Return every line of the data below that includes the string "orange".

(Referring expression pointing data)
- - - -
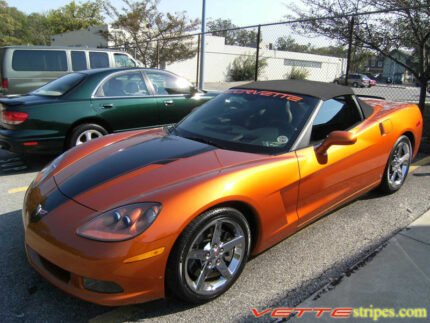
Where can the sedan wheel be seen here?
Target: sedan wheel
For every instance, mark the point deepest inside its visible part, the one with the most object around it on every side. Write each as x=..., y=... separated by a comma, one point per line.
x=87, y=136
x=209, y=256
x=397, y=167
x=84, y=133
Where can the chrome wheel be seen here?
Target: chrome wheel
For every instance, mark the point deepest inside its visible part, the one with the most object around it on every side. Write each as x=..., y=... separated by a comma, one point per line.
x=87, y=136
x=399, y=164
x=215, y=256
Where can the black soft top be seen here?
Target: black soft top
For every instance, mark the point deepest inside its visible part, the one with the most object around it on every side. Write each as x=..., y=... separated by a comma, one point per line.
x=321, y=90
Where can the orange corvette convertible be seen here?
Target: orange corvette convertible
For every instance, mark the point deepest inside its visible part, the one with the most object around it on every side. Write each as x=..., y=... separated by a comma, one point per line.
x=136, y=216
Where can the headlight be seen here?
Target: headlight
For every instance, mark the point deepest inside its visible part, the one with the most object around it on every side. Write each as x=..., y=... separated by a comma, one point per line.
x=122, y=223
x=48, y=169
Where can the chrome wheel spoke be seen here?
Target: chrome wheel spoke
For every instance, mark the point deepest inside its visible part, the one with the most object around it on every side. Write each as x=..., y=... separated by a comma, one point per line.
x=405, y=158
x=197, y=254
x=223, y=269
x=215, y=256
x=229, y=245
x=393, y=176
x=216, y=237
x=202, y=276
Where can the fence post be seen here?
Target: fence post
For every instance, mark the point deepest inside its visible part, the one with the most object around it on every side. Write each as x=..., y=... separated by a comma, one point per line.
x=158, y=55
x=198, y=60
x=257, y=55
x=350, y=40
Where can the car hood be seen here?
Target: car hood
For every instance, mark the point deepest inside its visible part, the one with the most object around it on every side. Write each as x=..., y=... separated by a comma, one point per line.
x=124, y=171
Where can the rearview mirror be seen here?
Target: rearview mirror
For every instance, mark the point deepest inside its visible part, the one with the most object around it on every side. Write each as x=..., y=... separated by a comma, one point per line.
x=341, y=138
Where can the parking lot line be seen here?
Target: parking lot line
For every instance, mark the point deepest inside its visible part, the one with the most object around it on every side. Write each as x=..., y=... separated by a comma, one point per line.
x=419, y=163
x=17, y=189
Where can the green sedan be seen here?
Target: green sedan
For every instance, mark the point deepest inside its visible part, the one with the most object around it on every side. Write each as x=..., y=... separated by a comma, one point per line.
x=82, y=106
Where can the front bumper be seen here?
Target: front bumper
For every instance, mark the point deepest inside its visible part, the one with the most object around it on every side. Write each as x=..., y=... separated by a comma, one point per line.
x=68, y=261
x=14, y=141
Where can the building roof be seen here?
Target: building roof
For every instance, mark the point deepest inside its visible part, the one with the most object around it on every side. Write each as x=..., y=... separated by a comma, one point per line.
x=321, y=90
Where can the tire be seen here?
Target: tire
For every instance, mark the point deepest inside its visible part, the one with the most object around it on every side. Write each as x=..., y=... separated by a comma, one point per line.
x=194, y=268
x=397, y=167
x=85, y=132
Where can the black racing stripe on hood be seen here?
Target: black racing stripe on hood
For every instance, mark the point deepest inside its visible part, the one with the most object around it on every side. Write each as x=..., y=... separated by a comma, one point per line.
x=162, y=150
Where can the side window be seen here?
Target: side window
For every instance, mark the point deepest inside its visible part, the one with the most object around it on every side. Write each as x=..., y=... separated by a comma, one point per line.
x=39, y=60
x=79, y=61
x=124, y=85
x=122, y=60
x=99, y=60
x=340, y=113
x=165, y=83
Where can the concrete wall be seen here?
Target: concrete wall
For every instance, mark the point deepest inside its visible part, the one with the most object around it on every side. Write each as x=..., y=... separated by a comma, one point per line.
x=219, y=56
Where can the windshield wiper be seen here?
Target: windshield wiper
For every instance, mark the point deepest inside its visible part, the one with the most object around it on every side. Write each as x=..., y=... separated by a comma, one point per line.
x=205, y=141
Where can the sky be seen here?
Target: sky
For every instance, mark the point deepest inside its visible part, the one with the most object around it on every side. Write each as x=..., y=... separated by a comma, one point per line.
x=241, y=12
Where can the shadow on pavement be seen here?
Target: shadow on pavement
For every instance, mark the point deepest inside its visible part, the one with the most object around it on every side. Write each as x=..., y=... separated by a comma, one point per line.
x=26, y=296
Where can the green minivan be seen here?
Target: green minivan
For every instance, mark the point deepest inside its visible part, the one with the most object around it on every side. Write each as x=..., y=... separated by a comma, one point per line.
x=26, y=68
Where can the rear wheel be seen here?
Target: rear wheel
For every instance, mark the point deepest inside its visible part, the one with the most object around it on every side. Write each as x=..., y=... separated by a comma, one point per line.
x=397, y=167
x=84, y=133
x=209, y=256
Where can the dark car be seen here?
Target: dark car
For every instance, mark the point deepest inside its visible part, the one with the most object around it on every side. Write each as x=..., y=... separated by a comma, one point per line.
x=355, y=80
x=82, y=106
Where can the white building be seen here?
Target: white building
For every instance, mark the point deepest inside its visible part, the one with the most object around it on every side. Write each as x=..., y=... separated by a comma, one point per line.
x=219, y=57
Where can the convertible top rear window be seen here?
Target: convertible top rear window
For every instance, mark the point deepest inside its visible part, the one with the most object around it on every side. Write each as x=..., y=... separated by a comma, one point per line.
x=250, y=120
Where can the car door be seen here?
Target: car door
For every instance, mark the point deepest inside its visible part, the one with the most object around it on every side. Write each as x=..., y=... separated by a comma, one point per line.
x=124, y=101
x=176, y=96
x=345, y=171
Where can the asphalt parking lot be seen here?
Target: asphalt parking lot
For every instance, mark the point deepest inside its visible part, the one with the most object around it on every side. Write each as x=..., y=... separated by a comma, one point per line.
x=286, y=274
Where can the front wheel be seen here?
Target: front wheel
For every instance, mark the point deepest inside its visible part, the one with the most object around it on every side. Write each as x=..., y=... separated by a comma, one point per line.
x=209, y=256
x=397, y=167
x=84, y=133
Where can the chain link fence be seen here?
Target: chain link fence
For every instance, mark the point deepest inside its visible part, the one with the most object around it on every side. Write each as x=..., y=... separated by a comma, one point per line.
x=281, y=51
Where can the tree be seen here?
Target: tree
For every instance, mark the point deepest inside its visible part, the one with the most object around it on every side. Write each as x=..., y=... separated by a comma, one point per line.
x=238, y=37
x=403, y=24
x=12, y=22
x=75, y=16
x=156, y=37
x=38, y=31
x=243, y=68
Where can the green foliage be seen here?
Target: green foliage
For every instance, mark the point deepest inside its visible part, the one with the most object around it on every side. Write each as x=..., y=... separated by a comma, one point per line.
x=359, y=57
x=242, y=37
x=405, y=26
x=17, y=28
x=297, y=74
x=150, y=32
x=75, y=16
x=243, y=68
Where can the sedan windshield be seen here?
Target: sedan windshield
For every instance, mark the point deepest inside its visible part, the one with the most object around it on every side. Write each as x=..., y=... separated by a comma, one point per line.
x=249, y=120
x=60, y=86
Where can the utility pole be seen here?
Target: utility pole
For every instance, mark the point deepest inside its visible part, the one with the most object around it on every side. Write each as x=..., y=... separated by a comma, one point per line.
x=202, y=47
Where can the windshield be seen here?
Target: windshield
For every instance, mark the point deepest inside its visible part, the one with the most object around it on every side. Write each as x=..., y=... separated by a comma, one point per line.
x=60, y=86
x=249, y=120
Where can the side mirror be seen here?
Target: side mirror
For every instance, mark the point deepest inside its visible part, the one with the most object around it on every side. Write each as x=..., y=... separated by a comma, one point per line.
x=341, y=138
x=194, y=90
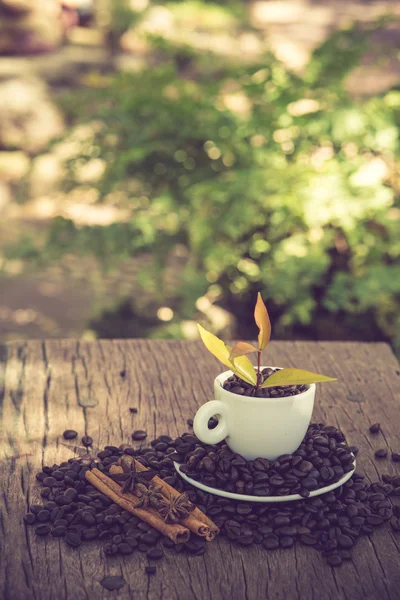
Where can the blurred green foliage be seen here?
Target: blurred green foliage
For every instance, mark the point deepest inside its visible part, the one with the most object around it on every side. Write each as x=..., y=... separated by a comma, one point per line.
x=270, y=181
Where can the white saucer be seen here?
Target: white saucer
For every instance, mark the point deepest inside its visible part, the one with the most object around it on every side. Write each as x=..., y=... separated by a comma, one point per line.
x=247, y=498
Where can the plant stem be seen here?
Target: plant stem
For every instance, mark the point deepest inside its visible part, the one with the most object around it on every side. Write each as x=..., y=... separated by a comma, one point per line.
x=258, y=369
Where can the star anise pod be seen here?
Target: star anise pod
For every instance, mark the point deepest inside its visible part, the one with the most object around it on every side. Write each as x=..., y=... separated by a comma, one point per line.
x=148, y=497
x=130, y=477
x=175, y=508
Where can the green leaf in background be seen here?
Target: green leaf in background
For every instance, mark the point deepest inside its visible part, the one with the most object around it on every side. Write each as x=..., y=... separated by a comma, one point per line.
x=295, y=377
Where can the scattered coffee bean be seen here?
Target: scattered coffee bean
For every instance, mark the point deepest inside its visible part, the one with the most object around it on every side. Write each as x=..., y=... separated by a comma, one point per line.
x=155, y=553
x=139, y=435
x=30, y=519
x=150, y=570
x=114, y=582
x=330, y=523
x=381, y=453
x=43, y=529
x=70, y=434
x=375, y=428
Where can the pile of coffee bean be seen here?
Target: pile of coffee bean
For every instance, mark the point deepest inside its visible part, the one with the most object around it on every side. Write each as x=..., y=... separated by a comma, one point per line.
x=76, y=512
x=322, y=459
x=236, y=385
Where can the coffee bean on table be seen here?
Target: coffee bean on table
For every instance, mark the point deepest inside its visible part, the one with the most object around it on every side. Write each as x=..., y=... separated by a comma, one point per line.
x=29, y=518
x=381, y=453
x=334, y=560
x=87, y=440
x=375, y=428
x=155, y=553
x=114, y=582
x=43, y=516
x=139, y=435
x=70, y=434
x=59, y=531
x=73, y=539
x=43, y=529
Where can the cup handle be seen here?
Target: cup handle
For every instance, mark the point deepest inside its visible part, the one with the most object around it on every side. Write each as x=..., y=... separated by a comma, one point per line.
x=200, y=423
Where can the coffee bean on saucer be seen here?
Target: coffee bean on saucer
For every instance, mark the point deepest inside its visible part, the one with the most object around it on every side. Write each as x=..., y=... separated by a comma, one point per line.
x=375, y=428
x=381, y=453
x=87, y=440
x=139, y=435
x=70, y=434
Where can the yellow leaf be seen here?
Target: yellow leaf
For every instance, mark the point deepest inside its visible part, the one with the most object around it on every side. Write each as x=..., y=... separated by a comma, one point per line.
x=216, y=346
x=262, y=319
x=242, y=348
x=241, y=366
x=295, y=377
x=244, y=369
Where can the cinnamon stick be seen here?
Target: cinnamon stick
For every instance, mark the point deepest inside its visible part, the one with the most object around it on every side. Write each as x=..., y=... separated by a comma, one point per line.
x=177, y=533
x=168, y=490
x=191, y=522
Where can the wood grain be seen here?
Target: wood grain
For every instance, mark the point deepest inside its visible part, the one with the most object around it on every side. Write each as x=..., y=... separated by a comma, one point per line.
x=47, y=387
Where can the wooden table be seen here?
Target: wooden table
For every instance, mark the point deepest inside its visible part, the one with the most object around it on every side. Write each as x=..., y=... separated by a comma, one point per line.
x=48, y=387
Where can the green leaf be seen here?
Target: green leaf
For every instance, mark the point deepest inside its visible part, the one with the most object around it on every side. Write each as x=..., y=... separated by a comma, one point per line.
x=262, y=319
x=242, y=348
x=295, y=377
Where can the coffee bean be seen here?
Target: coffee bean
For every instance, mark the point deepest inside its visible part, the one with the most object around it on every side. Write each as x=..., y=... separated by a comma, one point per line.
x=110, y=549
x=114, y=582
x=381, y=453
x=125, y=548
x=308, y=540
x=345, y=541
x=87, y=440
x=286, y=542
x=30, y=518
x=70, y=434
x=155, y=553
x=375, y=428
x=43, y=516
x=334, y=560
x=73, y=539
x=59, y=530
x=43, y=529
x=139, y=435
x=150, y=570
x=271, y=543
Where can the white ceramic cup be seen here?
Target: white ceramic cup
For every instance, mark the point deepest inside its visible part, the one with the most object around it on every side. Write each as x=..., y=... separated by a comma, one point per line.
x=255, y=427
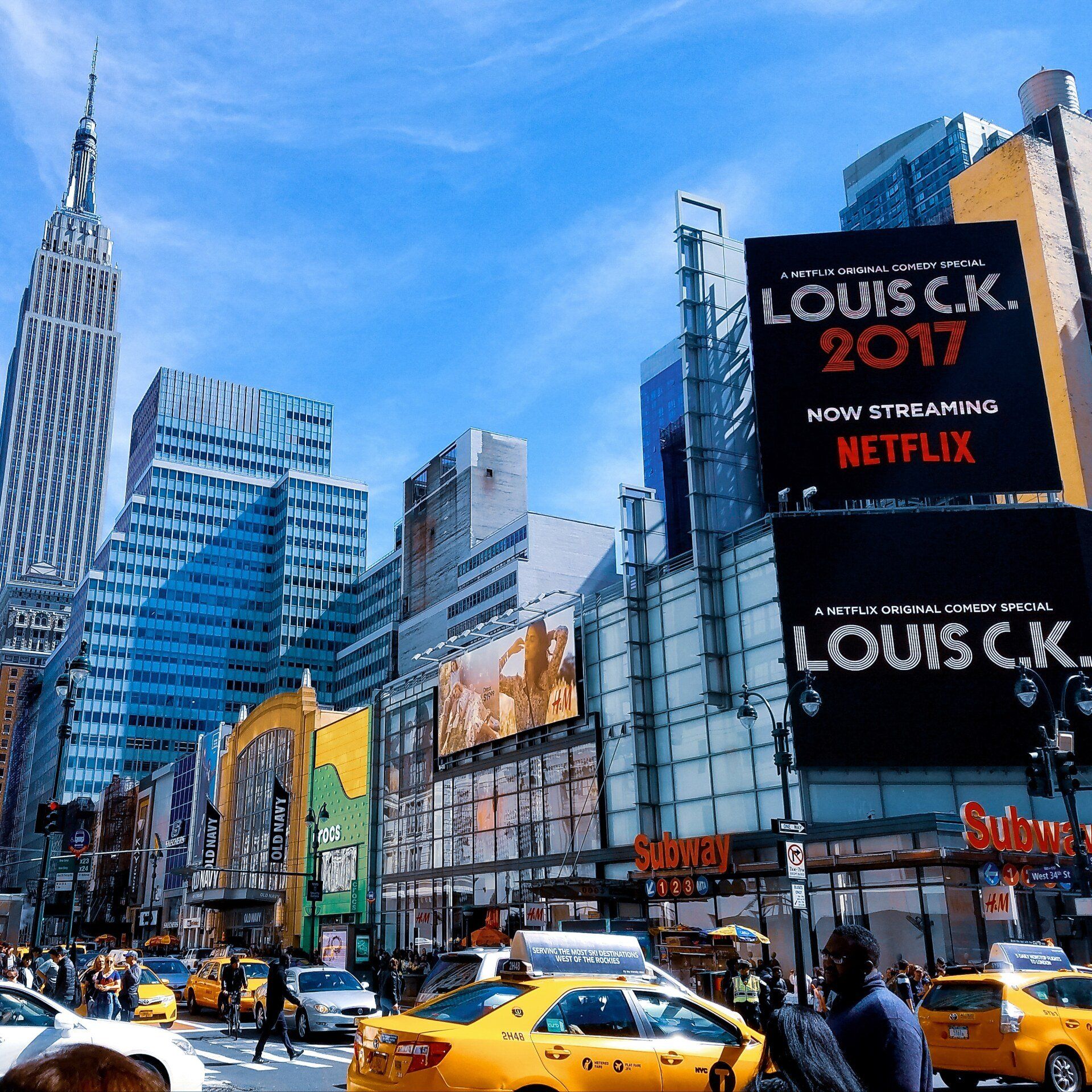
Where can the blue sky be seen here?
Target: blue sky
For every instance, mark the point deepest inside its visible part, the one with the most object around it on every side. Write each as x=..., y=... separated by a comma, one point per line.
- - - -
COMPLETED EXERCISE:
Where can the orange corvette convertible be seen here?
Target: orange corvette convertible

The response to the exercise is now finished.